-- Records to use --

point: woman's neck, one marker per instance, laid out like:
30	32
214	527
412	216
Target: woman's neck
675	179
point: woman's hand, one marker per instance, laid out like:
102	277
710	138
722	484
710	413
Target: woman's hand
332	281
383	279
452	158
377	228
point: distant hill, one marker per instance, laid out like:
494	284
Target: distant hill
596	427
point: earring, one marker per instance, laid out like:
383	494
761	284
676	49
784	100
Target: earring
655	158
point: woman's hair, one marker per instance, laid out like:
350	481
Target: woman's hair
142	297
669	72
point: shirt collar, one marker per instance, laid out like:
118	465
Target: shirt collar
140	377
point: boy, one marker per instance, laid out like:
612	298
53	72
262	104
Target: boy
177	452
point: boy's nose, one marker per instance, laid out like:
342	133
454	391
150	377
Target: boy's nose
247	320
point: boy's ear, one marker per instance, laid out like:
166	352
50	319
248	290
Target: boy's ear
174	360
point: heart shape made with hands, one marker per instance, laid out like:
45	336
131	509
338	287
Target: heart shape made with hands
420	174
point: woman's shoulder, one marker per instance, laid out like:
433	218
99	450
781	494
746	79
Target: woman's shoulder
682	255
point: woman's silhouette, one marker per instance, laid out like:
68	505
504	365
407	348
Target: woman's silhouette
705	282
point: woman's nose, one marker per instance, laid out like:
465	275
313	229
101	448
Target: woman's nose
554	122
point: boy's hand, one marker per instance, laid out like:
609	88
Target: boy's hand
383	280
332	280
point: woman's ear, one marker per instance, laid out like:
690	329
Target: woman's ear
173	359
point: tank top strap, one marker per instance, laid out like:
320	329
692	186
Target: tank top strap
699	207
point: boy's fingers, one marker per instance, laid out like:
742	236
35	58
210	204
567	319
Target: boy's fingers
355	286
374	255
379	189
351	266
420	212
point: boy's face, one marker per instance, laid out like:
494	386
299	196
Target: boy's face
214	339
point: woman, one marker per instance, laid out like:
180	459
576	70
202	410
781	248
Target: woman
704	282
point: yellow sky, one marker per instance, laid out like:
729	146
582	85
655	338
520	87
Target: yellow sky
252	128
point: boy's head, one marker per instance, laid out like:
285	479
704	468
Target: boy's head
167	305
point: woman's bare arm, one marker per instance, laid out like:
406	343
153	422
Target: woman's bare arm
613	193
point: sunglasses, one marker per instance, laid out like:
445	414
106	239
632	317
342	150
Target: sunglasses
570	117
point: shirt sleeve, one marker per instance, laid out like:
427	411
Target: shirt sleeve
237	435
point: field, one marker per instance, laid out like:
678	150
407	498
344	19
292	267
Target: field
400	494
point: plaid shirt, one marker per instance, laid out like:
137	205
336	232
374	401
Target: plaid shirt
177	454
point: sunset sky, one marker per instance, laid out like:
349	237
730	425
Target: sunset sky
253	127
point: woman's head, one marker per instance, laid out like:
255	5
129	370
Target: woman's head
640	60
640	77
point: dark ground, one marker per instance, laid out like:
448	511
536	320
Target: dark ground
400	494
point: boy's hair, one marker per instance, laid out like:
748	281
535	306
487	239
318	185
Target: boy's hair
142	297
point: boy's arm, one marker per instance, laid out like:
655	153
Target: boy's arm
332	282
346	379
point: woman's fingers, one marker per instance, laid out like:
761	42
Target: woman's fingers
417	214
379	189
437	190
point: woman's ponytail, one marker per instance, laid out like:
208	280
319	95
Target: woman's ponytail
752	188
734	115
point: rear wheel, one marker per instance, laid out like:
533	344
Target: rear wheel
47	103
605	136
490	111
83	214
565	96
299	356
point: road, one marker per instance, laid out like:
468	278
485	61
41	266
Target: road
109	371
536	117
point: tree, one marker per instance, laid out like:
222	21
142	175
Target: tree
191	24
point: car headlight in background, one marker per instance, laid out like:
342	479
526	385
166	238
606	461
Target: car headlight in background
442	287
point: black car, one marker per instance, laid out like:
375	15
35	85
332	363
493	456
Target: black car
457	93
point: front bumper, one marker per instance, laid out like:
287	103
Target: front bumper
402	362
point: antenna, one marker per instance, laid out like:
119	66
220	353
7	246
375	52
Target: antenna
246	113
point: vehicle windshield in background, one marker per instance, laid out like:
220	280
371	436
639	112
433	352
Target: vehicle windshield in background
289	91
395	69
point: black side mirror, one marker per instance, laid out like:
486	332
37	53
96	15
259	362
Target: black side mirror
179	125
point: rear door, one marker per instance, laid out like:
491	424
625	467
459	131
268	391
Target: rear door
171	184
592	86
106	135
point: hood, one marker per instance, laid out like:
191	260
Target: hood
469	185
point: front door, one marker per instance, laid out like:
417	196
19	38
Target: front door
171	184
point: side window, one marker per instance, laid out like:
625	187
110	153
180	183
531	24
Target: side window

-- What the task asks --
Go through the data above and find the lines with the word "window". Copy each of those lines.

-- Solution to the problem --
point: side window, one marker per instance, laid out like:
Target: side window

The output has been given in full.